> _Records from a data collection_
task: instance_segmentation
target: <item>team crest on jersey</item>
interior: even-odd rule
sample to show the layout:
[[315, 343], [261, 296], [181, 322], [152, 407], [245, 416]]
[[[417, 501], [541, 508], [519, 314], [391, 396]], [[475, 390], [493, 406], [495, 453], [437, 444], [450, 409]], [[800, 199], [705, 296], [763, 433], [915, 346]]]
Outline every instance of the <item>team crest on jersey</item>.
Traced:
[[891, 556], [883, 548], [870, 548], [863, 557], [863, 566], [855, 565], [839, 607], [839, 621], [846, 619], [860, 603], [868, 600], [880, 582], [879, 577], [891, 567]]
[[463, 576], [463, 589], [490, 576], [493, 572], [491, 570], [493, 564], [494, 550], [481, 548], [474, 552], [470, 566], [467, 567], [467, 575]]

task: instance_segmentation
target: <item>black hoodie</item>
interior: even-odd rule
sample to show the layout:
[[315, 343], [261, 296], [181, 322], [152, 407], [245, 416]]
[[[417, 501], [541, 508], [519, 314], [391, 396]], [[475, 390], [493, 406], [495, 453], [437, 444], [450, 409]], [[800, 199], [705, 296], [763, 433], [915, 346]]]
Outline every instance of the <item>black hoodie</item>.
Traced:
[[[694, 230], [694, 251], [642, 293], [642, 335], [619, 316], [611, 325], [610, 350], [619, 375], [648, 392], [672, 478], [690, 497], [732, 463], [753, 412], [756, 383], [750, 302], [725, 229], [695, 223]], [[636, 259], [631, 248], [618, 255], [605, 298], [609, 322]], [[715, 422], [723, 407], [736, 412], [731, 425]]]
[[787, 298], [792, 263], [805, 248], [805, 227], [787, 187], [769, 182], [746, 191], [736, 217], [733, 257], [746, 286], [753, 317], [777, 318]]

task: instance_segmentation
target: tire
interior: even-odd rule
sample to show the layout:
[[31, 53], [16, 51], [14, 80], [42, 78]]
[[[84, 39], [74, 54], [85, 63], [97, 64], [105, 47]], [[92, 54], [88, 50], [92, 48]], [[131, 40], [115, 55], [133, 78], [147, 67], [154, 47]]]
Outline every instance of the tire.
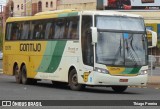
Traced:
[[71, 70], [69, 73], [69, 86], [70, 89], [78, 91], [84, 89], [84, 85], [78, 84], [77, 72], [75, 69]]
[[18, 65], [16, 65], [13, 69], [13, 73], [15, 75], [16, 83], [21, 84], [22, 83], [22, 75], [18, 70], [19, 70]]
[[112, 89], [117, 92], [117, 93], [122, 93], [124, 92], [128, 86], [112, 86]]
[[22, 84], [28, 84], [29, 79], [27, 78], [27, 70], [25, 65], [22, 67], [21, 73], [22, 73]]

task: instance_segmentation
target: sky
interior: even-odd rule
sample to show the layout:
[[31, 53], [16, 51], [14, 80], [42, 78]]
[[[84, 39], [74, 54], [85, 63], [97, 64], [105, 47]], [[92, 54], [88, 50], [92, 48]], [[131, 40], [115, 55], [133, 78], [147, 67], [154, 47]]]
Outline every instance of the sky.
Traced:
[[0, 0], [0, 5], [5, 5], [6, 4], [6, 0]]

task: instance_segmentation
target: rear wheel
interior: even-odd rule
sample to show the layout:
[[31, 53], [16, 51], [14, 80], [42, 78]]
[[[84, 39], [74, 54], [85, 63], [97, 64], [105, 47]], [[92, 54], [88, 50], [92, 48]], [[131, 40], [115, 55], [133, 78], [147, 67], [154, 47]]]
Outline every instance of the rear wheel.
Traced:
[[13, 73], [15, 75], [15, 79], [16, 79], [16, 83], [22, 83], [22, 75], [21, 73], [19, 72], [19, 68], [18, 68], [18, 65], [16, 65], [13, 69]]
[[112, 89], [117, 93], [122, 93], [127, 89], [128, 86], [112, 86]]
[[78, 91], [84, 89], [84, 85], [78, 83], [78, 76], [75, 69], [69, 74], [69, 86], [72, 90]]

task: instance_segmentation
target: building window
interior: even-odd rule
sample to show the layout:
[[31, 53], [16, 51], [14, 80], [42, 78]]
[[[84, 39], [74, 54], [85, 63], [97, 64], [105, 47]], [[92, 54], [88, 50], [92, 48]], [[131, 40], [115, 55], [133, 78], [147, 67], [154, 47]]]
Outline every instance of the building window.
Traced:
[[46, 2], [46, 8], [48, 8], [48, 2]]
[[19, 5], [17, 5], [17, 9], [19, 10]]
[[53, 2], [51, 1], [51, 4], [50, 4], [50, 7], [52, 8], [53, 7]]
[[42, 12], [42, 2], [38, 2], [38, 12]]
[[23, 9], [23, 4], [21, 4], [21, 9]]

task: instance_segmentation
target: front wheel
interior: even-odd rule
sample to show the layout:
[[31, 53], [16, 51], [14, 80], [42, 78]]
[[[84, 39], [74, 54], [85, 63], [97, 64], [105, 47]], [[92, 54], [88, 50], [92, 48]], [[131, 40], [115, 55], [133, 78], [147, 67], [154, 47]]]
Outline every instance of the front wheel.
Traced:
[[75, 69], [71, 70], [69, 74], [69, 86], [75, 91], [82, 90], [85, 87], [83, 84], [78, 83], [78, 76]]
[[112, 86], [112, 89], [117, 92], [117, 93], [122, 93], [124, 92], [128, 86]]

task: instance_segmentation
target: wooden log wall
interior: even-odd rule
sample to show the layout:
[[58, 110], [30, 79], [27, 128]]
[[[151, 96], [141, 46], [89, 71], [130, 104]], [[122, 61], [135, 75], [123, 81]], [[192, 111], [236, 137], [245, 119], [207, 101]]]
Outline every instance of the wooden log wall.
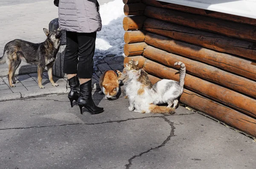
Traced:
[[[123, 0], [124, 63], [155, 83], [178, 81], [180, 101], [256, 137], [256, 20], [154, 0]], [[133, 15], [133, 16], [128, 16]]]

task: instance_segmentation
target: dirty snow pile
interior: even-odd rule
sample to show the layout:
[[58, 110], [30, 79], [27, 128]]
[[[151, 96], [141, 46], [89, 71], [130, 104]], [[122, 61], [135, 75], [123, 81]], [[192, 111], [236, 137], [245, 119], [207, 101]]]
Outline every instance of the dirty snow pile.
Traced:
[[123, 37], [125, 33], [122, 20], [125, 14], [122, 0], [115, 0], [101, 5], [99, 13], [102, 27], [97, 33], [96, 57], [109, 55], [120, 56], [123, 53]]

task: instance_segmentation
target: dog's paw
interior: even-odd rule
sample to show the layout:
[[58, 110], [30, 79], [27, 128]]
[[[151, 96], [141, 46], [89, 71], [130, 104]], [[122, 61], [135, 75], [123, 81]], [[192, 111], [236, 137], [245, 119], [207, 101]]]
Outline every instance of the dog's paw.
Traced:
[[129, 107], [128, 107], [128, 109], [129, 109], [129, 110], [130, 111], [132, 111], [134, 110], [134, 107], [133, 106], [129, 106]]
[[39, 87], [40, 87], [40, 89], [44, 89], [45, 87], [44, 87], [44, 86], [43, 85], [39, 85]]
[[52, 83], [52, 85], [53, 86], [56, 86], [56, 87], [58, 86], [58, 84], [55, 83]]

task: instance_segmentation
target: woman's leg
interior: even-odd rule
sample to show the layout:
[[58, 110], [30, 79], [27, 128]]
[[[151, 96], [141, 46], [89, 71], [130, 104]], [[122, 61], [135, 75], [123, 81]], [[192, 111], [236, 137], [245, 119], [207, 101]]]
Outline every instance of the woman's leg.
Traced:
[[63, 72], [67, 73], [68, 79], [77, 73], [78, 44], [76, 32], [66, 32], [67, 45], [64, 57]]
[[79, 61], [77, 74], [81, 84], [92, 79], [96, 34], [96, 32], [78, 34]]
[[94, 104], [92, 97], [92, 76], [93, 68], [93, 57], [95, 50], [96, 32], [81, 33], [78, 35], [79, 62], [77, 75], [80, 82], [80, 96], [77, 104], [83, 113], [84, 107], [91, 114], [98, 114], [104, 110]]
[[70, 101], [71, 106], [73, 107], [73, 101], [77, 101], [79, 97], [79, 80], [76, 76], [78, 62], [77, 34], [76, 32], [67, 31], [66, 35], [67, 45], [64, 57], [63, 72], [67, 73], [67, 76], [70, 88], [67, 97]]

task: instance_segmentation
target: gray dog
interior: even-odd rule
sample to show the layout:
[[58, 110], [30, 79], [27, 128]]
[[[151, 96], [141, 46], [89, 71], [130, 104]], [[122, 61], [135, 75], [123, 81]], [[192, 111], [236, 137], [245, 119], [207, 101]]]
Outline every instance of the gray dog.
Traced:
[[8, 65], [8, 76], [10, 87], [15, 87], [12, 82], [13, 83], [19, 82], [15, 79], [14, 75], [21, 61], [38, 65], [38, 80], [39, 87], [44, 88], [42, 85], [42, 77], [46, 67], [52, 84], [54, 86], [58, 86], [52, 80], [52, 66], [58, 51], [61, 31], [59, 28], [49, 31], [45, 28], [44, 28], [44, 31], [47, 39], [43, 42], [33, 43], [23, 40], [15, 39], [6, 45], [3, 56], [0, 58], [0, 65], [6, 62]]

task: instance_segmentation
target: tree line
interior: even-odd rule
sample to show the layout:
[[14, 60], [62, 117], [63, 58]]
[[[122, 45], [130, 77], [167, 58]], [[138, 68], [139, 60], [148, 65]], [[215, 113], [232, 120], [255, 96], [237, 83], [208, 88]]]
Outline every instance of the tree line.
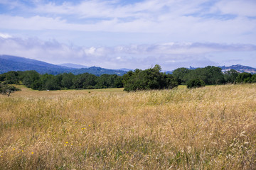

> _Aim_
Find every line in the data above that contains the string "item" and copy each of those lines.

> _Answer to this task_
target: <item>team crest on jersey</item>
Outline every instance of the <item>team crest on jersey</item>.
target: <item>black hoodie</item>
Outline every instance of the <item>black hoodie</item>.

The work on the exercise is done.